● Stated task:
Gather each row below that contains the string "dark", and reproduce every such row in full.

— start of Raw records —

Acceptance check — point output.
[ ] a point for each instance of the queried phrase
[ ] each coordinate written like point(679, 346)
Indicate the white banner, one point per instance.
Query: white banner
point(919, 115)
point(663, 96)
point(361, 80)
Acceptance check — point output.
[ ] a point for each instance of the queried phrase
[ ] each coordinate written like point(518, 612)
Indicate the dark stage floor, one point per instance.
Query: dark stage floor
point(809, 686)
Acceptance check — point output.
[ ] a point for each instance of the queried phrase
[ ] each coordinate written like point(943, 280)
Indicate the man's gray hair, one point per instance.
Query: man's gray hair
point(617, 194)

— end of Raw records —
— start of Raw records —

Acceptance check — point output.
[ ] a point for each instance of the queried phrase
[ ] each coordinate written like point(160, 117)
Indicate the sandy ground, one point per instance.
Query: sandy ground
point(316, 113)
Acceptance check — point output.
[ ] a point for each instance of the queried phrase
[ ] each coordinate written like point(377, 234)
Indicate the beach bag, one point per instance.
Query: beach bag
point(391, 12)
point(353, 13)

— end of Raw records —
— start of Raw records —

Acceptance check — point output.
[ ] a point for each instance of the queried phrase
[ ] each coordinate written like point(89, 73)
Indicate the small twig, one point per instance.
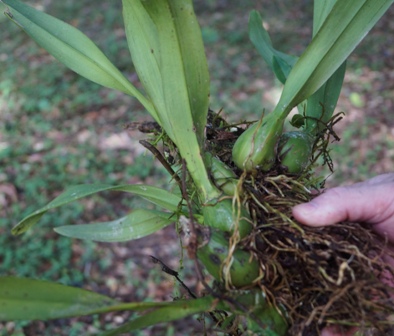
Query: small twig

— end of Raw records —

● Written solution:
Indicate the dark stage floor, one point per instance.
Query: dark stage floor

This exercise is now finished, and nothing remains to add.